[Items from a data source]
━━━━━━━━━━

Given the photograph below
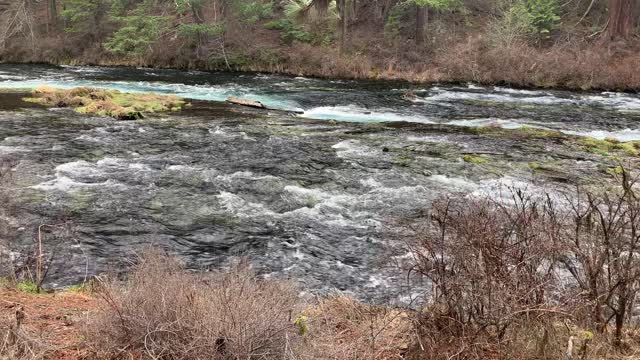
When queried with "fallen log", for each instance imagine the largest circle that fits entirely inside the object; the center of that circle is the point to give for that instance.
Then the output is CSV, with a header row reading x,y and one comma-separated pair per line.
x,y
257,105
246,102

━━━━━━━━━━

THE PROBLEM: Copy the items above word for word, leaving out the pictures.

EXERCISE SOLUTION:
Given the photograph below
When queried with "fallen log", for each instance imagine the largest circle that fits entirely inside the object; the center of that circle is the point to give for that instance.
Then the output is CSV, with a header row reading x,y and one comma-separated pair per line.
x,y
257,105
246,102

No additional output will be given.